● **REQUIRED ACTIONS**
1. In the comment thread on marriage and children, when did the parents of the commenter replying to #60 get married?
2. Continue the comment thread on marriage and children by writing the next comment after the last one shown.

● **DOCUMENT SECTION**
I suppose my "bastard" child who was born out of wedlock will grow up horribly and unhappily, and my child born in wedlock to the same man will be well adjusted and well behaved. Our material status at time of conception makes all the difference in how we choose to rear our children, right?
#47, The point is that your mother took the time to find a guy that was likely to be committed to their kids, and demonstrated that willingness to sign a legal contract to that effect. Naturally, there are cases when a divorce will make people happier. But the OP obviously hung out with a guy that ran for the first exit. If the OP had popped the question first, she would not be in the circumstance she is in, or the rest of us as taxpayers are in now that statistically she is headed to poverty and the kid to a much greater than average likelihood for needing expensive social support.
So you're saying that if they'd been married then the OP's husband would not have reacted the same way when the child grew blonde hair, simply because they were married. I know what come's next - "he was looking for a way out blah blah blah" but 5 years down the line and happy to have a baby with her it was only when it grew blonde hair that he left. Honestly, if he simply didn't want the kid he'd have left as soon as she was pregnant.
#60- My parents' married AFTER I, and my three brothers, were born. My Mom didn't "take the time to find a guy that was likely to be committed to their kids". She had several children, was happy, and then and ONLY then did she decide to marry him. She married because she loved him, NOT because he was committed to the kids. And they also split, thinking of what's better for themselves AND the children. They didn't marry nor split due to their children. I think that's how it should be.
#35 is a complete moron. Divorce is generally best for the kids if the parents don't get along. You say only people who have never been through their parents divorcing say that, but then you say you didn't go through it. So what makes you think you can say that it's "never better for the kid when the parents aren't together"? I don't give a **** how many people you know who's parents divorced or what they say about it, my parents got divorced and it was one of the best things to happen to me.

● **SOURCE DATA**

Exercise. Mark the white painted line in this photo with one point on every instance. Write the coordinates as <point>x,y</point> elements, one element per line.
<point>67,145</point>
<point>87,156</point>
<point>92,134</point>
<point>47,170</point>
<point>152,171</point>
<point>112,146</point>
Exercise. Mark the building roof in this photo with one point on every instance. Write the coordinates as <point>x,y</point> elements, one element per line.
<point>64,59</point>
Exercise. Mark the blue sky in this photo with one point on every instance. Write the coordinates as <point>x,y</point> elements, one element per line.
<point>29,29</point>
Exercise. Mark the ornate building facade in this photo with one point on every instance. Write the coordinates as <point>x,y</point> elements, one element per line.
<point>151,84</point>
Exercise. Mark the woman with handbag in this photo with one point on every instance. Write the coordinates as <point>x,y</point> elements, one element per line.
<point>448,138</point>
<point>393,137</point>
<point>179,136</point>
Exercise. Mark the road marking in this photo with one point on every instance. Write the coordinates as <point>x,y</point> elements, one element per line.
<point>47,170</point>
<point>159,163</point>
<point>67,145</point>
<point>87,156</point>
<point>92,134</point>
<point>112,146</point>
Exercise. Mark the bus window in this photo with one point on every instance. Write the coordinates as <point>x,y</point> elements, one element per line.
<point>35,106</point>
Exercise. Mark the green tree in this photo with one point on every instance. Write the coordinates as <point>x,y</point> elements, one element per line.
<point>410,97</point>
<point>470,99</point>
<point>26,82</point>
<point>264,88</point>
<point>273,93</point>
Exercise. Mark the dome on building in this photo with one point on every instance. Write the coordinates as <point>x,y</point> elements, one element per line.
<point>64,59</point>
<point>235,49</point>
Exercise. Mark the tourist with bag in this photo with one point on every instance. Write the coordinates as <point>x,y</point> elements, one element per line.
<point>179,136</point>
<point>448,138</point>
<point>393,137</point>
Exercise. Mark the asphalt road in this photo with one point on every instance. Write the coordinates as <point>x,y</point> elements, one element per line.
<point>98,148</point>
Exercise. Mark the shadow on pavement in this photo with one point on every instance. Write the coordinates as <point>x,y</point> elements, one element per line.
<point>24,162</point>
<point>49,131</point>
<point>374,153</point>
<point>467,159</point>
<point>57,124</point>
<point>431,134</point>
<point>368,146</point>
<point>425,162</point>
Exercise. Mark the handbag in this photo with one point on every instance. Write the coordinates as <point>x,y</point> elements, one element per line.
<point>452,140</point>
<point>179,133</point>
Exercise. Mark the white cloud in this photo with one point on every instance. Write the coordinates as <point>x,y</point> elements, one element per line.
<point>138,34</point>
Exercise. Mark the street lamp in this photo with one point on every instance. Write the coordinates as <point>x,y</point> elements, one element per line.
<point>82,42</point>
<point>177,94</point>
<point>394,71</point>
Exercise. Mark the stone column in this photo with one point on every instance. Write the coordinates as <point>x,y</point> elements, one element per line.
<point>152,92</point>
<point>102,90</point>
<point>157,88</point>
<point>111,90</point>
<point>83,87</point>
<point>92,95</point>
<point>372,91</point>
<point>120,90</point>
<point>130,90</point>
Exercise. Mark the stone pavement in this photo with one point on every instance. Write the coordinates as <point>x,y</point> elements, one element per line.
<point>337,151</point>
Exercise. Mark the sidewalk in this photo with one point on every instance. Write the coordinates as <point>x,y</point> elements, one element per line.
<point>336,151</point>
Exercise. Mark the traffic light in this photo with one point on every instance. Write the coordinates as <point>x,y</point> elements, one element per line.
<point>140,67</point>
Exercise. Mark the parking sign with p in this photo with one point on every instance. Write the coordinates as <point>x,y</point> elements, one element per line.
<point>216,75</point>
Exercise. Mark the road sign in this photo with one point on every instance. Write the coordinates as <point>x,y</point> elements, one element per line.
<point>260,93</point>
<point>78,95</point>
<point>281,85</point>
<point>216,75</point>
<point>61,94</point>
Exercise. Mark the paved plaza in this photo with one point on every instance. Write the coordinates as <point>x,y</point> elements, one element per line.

● **ANSWERS TO EACH TASK**
1. After the commenter and three brothers were born.

2.
Screw the "YDI you should have been married" assholes. That just leaves you stuck with a paranoid distrusting husband who's a lot more difficult to be rid of. I have a 7 year old son who was born out of wedlock and it's not a problem. In fact looking back I'm glad his mother and I never got married because we'd have stayed together unhappy and resenting each other rather than being the friends we are now. And BTW I've been the primary carer for my son since he was one 1 year old. Also I have brown hair now but I was white white blonde when I was little. My son's gone the same way.
And my apologies, you may not want to be rid of him. I didn't mean to make an assumption. So FYL and whatever happens I hope it turns out well.
Okay, to the people saying you deserve it for not marrying the guy are assholes. Honestly, A LOT of kids are conceived before a marriage and the people don't even know it. And there are a lot of successful single moms and single dads. And I know a ton of families who aren't married and have a few kids. That's kinda saying to a mom, oh, you deserve getting divorce because the kid has blonde hair. People have babies before marriage, after marriage, after divorces. Get over it. It's the 2009. Really?
Keywords
Aw hell, this is going to start the "YDI, get married first" comments.
You could explain to your BF that two dark-haired people could have a blond child due to recessive genes, or just get a paternity test and make his dumb ass pay for it.